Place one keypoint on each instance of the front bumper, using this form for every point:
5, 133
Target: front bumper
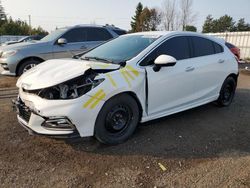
36, 124
37, 110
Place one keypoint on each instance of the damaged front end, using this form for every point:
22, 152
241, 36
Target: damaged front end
71, 89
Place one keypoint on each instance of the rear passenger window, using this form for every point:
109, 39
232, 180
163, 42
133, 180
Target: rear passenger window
218, 48
75, 35
202, 46
98, 34
178, 47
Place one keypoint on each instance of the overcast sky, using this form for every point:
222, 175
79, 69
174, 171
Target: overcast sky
58, 13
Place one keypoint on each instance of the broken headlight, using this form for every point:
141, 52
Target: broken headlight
71, 89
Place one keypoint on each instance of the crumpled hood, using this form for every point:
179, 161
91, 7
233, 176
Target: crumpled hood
53, 72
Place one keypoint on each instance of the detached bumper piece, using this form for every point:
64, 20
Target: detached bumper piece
52, 124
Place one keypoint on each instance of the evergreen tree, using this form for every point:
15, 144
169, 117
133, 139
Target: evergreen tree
208, 25
135, 23
242, 25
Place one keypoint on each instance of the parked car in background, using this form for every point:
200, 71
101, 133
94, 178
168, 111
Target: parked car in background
134, 78
17, 58
235, 50
24, 39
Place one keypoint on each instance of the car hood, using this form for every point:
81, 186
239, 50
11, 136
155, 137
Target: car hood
21, 45
53, 72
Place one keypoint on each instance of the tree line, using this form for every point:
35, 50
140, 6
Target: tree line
8, 26
179, 15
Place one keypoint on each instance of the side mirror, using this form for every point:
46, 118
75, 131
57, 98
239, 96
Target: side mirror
163, 61
62, 41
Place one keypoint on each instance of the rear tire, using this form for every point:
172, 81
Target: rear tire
117, 120
227, 92
28, 64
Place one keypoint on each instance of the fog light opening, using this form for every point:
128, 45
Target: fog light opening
60, 124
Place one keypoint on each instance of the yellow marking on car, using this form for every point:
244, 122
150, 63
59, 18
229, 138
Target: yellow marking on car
94, 97
125, 77
97, 101
129, 75
134, 71
111, 80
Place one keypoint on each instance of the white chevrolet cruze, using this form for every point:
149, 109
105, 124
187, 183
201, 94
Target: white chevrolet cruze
135, 78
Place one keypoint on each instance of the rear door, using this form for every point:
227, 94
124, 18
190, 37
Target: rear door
172, 87
209, 67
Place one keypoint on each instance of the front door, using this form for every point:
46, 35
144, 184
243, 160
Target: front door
171, 88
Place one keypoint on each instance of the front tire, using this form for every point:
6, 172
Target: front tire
117, 120
227, 92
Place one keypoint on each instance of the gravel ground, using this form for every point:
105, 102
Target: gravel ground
203, 147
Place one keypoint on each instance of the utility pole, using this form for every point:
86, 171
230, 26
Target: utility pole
30, 23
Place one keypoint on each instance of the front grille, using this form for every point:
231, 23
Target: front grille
24, 113
22, 110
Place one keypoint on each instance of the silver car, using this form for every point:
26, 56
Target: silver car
62, 43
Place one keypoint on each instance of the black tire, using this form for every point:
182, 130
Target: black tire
27, 65
227, 92
117, 120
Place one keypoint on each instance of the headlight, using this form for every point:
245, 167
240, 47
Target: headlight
71, 89
9, 53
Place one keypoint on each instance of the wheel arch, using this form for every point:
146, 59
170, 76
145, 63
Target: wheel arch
26, 59
135, 97
234, 76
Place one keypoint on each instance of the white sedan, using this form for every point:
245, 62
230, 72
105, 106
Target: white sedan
135, 78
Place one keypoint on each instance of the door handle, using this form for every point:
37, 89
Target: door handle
221, 61
189, 69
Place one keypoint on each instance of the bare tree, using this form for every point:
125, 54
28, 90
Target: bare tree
187, 15
169, 14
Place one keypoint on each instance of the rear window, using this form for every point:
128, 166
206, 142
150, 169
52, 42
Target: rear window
98, 34
204, 47
119, 31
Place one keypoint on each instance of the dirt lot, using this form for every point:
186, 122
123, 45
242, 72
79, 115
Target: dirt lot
204, 147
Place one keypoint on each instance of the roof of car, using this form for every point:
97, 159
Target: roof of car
92, 25
169, 33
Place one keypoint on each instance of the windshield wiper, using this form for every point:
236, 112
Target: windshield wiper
98, 59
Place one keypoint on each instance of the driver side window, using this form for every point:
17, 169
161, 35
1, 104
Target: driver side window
178, 47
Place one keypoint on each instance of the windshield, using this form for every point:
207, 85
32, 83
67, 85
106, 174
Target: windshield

____________

From the first line to the last, copy the records above exactly and drop any pictures.

• **WRITTEN ANSWER**:
Place one keypoint on each instance of the front bumper, using this form for every point:
5, 133
Target: front bumper
36, 124
37, 110
Place one keypoint on each instance of the damaged front end, using this form for every point:
22, 152
241, 36
Target: damaged front end
71, 89
Place one keypoint on each instance of the rear passenger window, using this form for every point:
109, 39
232, 180
163, 42
133, 180
Target: rear passenger window
218, 48
75, 35
202, 46
98, 34
178, 47
Place one keypoint on each instance of the overcast sky, using this form for every point:
222, 175
79, 69
174, 171
Target: overcast sky
58, 13
Place one keypoint on each instance of the broken headlight, using this form for every point:
141, 52
Target: broken headlight
71, 89
Place one keypoint on each instance of the crumpled hood, using this form for every point:
179, 161
91, 7
233, 176
Target: crumpled hood
53, 72
Place one keypoint on each instance of the detached bumper piece, using this form for every point:
64, 20
Target: detached bumper piece
52, 124
Place one keypoint on each instance of the evergreen tree, using this form for every point:
15, 144
169, 117
133, 139
Target: evergreen tree
208, 25
135, 23
242, 25
Place one keypoint on each instance of the parked car in background, using this form for every point:
200, 71
101, 133
94, 178
168, 111
Target: parked car in background
134, 78
17, 58
235, 50
24, 39
Place one keypoint on each instance of the car hood, using this form for every point:
81, 186
239, 50
11, 136
155, 137
Target: car hood
21, 45
53, 72
Place one keypoint on each instance of the tree line, using this form for every point:
35, 50
140, 6
Target: tree line
8, 26
179, 15
Place one keypoint on each instance of the side mirror, using this form for every point:
46, 118
75, 131
57, 98
239, 96
Target: side mirror
163, 61
62, 41
Place one keypoint on each instance of the rear tire, using this form for every point:
172, 81
Target: rear tire
117, 120
227, 92
28, 64
Place one keypoint on each instance of the fog light opening, using this form for every point:
128, 45
Target: fog light opening
60, 124
Place one keypoint on each instance of the yellow marking on car, using this form for every point:
244, 122
150, 63
59, 18
229, 138
Target: yellow marking on car
94, 97
125, 77
97, 101
129, 75
134, 71
111, 80
Place one keypoint on each instance of the white chevrolet cruze, using this form for every point:
149, 109
105, 124
187, 183
201, 94
Target: white chevrolet cruze
135, 78
Place one keypoint on each instance of the rear door, using this form for every point:
227, 94
124, 18
190, 37
Target: rear door
172, 87
209, 67
Place one keypoint on each instance of the front door, using this form for every point:
46, 35
144, 184
243, 160
Target: front door
171, 88
Place one keypoint on each instance of the front tire, using this form for every point:
6, 172
Target: front tire
117, 120
227, 92
Place one keypoint on each instance of the gravel ground, using this form for every point:
105, 102
Target: gravel ground
203, 147
Place one keypoint on each instance of the utility pole, using this form for every point:
86, 171
230, 26
Target: utility pole
30, 23
Place one keypoint on each instance of the front grille, using this form for every point:
231, 23
Target: front grille
24, 113
22, 110
Place one keypoint on each instance of the silver car, using this form for every point:
26, 56
Target: silver car
62, 43
Place one keypoint on each instance of the black tire, using this form for every point:
182, 130
Target: black tire
27, 65
227, 92
117, 120
Place one keypoint on each instance of the headlight, using this form for every point:
245, 167
240, 47
Target: headlight
71, 89
9, 53
Place one keypoint on each instance of the wheel arch, using this form for every point:
146, 59
170, 76
145, 63
Target: wheel arch
26, 59
135, 97
234, 76
Place one keypoint on each instance of the white sedan, using this form for every point:
245, 62
230, 72
105, 106
Target: white sedan
135, 78
Place one keypoint on each instance of the door handle, using this form for every point:
37, 89
Target: door handle
221, 61
189, 69
Place one keypoint on each instance of the bare tree, using this form for every point:
125, 54
28, 90
Target: bare tree
187, 15
169, 14
Place one keypoint on each instance of the rear window, using this form for every point:
128, 166
206, 142
150, 169
52, 42
Target: rear window
98, 34
204, 47
119, 31
Place one keypoint on each instance of the dirt lot, using this form for every point:
186, 122
123, 45
242, 72
79, 115
Target: dirt lot
204, 147
Place one keypoint on each instance of the roof of car, using this form for every point:
97, 159
Target: roof of car
92, 25
169, 33
Place one keypoint on each instance of the windshield wiper, using this form for every point:
236, 112
Target: windshield wiper
98, 59
Place one keypoint on each instance of the driver side window, using this form for every point:
17, 169
161, 35
1, 104
Target: driver side window
178, 47
Place one keypoint on each instance of the windshield, using this form for every point:
207, 85
32, 83
67, 85
106, 174
Target: windshield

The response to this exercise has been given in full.